> **Assignment**: The full set of entries has to be output exactly.

■ ■ ■ ■

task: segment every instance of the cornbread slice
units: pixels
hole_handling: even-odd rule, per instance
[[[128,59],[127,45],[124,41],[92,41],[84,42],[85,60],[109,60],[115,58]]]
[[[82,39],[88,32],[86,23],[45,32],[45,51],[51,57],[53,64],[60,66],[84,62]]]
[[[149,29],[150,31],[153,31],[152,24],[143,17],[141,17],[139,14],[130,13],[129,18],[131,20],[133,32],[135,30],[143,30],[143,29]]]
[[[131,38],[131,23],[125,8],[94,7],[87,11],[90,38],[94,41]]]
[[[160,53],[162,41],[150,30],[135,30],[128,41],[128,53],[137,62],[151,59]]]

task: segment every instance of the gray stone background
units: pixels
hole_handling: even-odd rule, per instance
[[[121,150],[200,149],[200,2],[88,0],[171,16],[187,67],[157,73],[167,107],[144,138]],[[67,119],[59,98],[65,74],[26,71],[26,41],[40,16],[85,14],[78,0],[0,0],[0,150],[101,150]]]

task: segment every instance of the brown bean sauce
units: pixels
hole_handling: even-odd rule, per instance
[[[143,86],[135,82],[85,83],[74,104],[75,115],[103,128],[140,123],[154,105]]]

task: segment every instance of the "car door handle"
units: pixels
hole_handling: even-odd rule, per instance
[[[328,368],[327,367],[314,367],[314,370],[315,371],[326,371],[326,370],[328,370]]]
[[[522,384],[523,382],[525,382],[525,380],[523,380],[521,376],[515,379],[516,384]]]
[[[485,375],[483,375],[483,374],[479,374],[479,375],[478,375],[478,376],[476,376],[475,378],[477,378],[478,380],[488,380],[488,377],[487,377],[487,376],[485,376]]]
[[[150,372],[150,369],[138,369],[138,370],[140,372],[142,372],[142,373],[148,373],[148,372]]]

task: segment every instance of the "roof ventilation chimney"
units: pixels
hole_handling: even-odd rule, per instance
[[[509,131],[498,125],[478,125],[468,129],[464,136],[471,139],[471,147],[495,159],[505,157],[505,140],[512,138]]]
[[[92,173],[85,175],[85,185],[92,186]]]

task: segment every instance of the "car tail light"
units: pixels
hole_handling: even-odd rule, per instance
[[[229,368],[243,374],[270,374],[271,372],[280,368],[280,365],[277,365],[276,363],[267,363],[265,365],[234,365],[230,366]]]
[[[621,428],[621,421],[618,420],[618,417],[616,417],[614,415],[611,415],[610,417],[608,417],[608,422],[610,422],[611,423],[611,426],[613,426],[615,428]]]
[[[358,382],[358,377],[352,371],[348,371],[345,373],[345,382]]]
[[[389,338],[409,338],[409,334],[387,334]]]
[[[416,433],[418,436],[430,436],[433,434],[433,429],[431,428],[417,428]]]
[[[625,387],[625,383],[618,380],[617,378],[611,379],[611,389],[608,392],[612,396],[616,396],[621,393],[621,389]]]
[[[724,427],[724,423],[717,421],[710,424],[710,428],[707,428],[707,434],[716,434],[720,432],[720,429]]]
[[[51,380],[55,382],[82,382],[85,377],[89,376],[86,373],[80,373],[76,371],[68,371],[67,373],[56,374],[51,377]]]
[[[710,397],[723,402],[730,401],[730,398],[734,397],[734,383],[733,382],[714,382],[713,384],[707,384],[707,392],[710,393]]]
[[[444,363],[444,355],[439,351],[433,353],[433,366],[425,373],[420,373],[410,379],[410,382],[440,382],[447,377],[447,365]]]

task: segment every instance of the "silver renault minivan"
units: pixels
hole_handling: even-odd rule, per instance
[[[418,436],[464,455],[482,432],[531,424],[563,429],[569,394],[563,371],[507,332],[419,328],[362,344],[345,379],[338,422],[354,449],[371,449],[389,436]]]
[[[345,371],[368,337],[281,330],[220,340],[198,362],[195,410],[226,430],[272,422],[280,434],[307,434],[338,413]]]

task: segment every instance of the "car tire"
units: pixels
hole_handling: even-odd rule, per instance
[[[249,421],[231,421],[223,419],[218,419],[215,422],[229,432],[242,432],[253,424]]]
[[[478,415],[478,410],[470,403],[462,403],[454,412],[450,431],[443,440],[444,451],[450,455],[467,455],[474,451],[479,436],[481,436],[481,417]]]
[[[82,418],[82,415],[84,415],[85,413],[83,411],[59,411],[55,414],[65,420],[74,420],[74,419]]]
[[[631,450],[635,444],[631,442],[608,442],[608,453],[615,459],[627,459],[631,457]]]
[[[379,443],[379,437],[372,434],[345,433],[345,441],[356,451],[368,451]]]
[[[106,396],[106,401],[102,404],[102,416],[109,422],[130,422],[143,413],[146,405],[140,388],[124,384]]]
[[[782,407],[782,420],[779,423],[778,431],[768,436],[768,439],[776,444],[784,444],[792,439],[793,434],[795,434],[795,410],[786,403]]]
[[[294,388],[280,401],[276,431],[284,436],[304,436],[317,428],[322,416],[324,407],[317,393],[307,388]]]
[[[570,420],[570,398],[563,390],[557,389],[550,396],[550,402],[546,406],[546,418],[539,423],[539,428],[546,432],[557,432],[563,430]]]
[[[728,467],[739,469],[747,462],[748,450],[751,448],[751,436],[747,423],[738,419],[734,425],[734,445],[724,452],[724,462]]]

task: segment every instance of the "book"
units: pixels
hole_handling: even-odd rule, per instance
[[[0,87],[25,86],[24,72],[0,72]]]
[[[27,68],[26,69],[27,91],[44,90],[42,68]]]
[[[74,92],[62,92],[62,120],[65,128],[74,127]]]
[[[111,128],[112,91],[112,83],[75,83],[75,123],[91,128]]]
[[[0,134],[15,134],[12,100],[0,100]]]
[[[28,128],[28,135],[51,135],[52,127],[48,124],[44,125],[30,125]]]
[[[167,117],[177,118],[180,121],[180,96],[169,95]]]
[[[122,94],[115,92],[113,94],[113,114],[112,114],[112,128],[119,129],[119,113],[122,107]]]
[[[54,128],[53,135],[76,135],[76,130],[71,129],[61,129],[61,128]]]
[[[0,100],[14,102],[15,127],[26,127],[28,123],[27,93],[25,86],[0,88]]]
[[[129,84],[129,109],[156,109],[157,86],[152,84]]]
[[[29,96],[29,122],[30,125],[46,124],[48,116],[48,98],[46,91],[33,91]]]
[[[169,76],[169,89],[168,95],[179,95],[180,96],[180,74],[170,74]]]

■ ■ ■ ■

> **Answer section**:
task: segment every instance of the cornbread slice
units: pixels
hole_handling: even-odd rule, per instance
[[[128,59],[127,45],[124,41],[92,41],[84,42],[85,60],[109,60],[115,58]]]
[[[82,39],[88,32],[86,23],[45,32],[45,51],[51,57],[53,64],[60,66],[84,62]]]
[[[149,29],[150,31],[153,31],[152,24],[143,17],[141,17],[139,14],[130,13],[129,18],[131,20],[133,32],[135,30],[143,30],[143,29]]]
[[[131,38],[131,23],[125,8],[94,7],[87,11],[90,38],[94,41]]]
[[[160,53],[162,41],[150,30],[135,30],[128,41],[128,53],[137,62],[151,59]]]

task: segment every instance of the gray stone background
units: pixels
hole_handling: even-odd rule, per instance
[[[121,150],[200,149],[200,2],[88,0],[171,16],[187,67],[157,73],[167,107],[144,138]],[[67,119],[59,98],[65,74],[26,71],[26,41],[40,16],[85,14],[78,0],[0,0],[0,150],[101,150]]]

task: segment every instance of the brown bean sauce
units: pixels
hole_handling: even-odd rule, per instance
[[[143,86],[135,82],[85,83],[74,104],[75,115],[103,128],[140,123],[154,105]]]

task: segment every instance of the "car door handle"
units: pixels
hole_handling: even-odd rule, per instance
[[[328,368],[327,367],[314,367],[314,370],[315,371],[326,371],[326,370],[328,370]]]
[[[522,384],[523,382],[525,382],[525,380],[523,380],[521,376],[515,379],[516,384]]]
[[[485,375],[483,375],[483,374],[479,374],[479,375],[478,375],[478,376],[476,376],[475,378],[477,378],[478,380],[488,380],[488,377],[487,377],[487,376],[485,376]]]
[[[150,372],[150,369],[138,369],[138,370],[140,372],[142,372],[142,373],[148,373],[148,372]]]

task: segment every instance of the "roof ventilation chimney"
units: pixels
hole_handling: even-odd rule, per instance
[[[509,131],[498,125],[478,125],[468,129],[464,136],[471,139],[471,147],[495,159],[505,157],[505,140],[512,138]]]
[[[92,173],[85,175],[85,185],[92,186]]]

task: segment every instance of the "car tail light"
units: pixels
hole_handling: even-odd rule, per instance
[[[229,368],[243,374],[270,374],[271,372],[280,368],[280,365],[277,365],[276,363],[267,363],[265,365],[234,365],[230,366]]]
[[[621,428],[621,421],[618,420],[618,417],[616,417],[614,415],[611,415],[610,417],[608,417],[608,422],[610,422],[611,423],[611,426],[613,426],[615,428]]]
[[[358,382],[358,377],[352,371],[348,371],[345,373],[345,382]]]
[[[389,338],[409,338],[409,334],[387,334]]]
[[[416,433],[418,436],[430,436],[433,434],[433,429],[431,428],[417,428]]]
[[[625,387],[625,383],[618,380],[617,378],[611,379],[611,389],[608,392],[612,396],[616,396],[621,393],[621,389]]]
[[[724,427],[724,423],[717,421],[710,424],[710,428],[707,428],[707,434],[716,434],[720,432],[720,429]]]
[[[51,380],[55,382],[82,382],[85,377],[89,376],[86,373],[80,373],[76,371],[68,371],[67,373],[56,374],[51,377]]]
[[[710,397],[723,402],[730,401],[730,398],[734,397],[734,383],[733,382],[714,382],[713,384],[707,384],[707,392],[710,393]]]
[[[444,363],[444,355],[439,351],[433,353],[433,366],[425,373],[420,373],[410,379],[410,382],[440,382],[447,377],[447,365]]]

task: segment every instance of the "silver renault minivan"
units: pixels
hole_handling: even-odd rule, per instance
[[[418,436],[464,455],[482,432],[531,424],[563,429],[569,394],[563,371],[507,332],[419,328],[362,344],[345,379],[338,422],[354,449],[371,449],[389,436]]]
[[[345,371],[368,337],[281,330],[220,340],[198,362],[195,410],[226,430],[272,422],[280,434],[307,434],[338,413]]]

task: segment every instance of the "car tire"
units: pixels
hole_handling: even-odd rule, per instance
[[[249,421],[231,421],[223,419],[218,419],[215,422],[229,432],[242,432],[253,424]]]
[[[478,415],[478,410],[470,403],[462,403],[454,412],[450,431],[443,440],[444,451],[450,455],[467,455],[474,451],[479,436],[481,436],[481,417]]]
[[[82,418],[82,415],[84,415],[85,413],[83,411],[59,411],[55,414],[65,420],[74,420],[74,419]]]
[[[631,450],[635,444],[631,442],[608,442],[608,453],[615,459],[627,459],[631,457]]]
[[[379,443],[379,437],[372,434],[345,433],[345,441],[356,451],[368,451]]]
[[[106,396],[106,401],[102,404],[102,416],[109,422],[130,422],[143,413],[146,405],[140,388],[124,384]]]
[[[782,407],[782,420],[779,423],[778,431],[768,436],[768,439],[776,444],[784,444],[792,439],[793,434],[795,434],[795,410],[786,403]]]
[[[294,388],[280,401],[276,431],[284,436],[304,436],[317,428],[322,416],[324,407],[317,393],[307,388]]]
[[[570,420],[570,398],[563,390],[557,389],[550,396],[550,402],[546,406],[546,418],[539,423],[539,428],[546,432],[557,432],[563,430]]]
[[[728,467],[739,469],[747,462],[748,450],[751,448],[751,436],[747,423],[738,419],[734,425],[734,445],[724,452],[724,462]]]

task: segment every instance of the "book"
units: pixels
hole_handling: even-odd rule, per instance
[[[0,87],[25,86],[24,72],[0,72]]]
[[[27,68],[26,69],[27,91],[44,90],[42,68]]]
[[[74,92],[62,92],[62,120],[65,128],[74,127]]]
[[[111,128],[112,91],[112,83],[75,83],[75,123],[91,128]]]
[[[0,134],[15,134],[12,100],[0,100]]]
[[[28,128],[28,135],[51,135],[52,127],[48,124],[44,125],[30,125]]]
[[[167,117],[177,118],[180,121],[180,96],[169,95]]]
[[[122,94],[115,92],[113,94],[113,114],[112,114],[112,128],[119,129],[119,113],[122,107]]]
[[[54,128],[53,135],[76,135],[76,130],[71,129],[61,129],[61,128]]]
[[[0,100],[14,102],[15,127],[26,127],[28,123],[27,93],[25,86],[0,88]]]
[[[129,84],[129,109],[156,109],[157,86],[152,84]]]
[[[29,96],[29,122],[30,125],[46,124],[48,116],[48,98],[46,91],[33,91]]]
[[[169,76],[169,89],[168,95],[179,95],[180,96],[180,74],[170,74]]]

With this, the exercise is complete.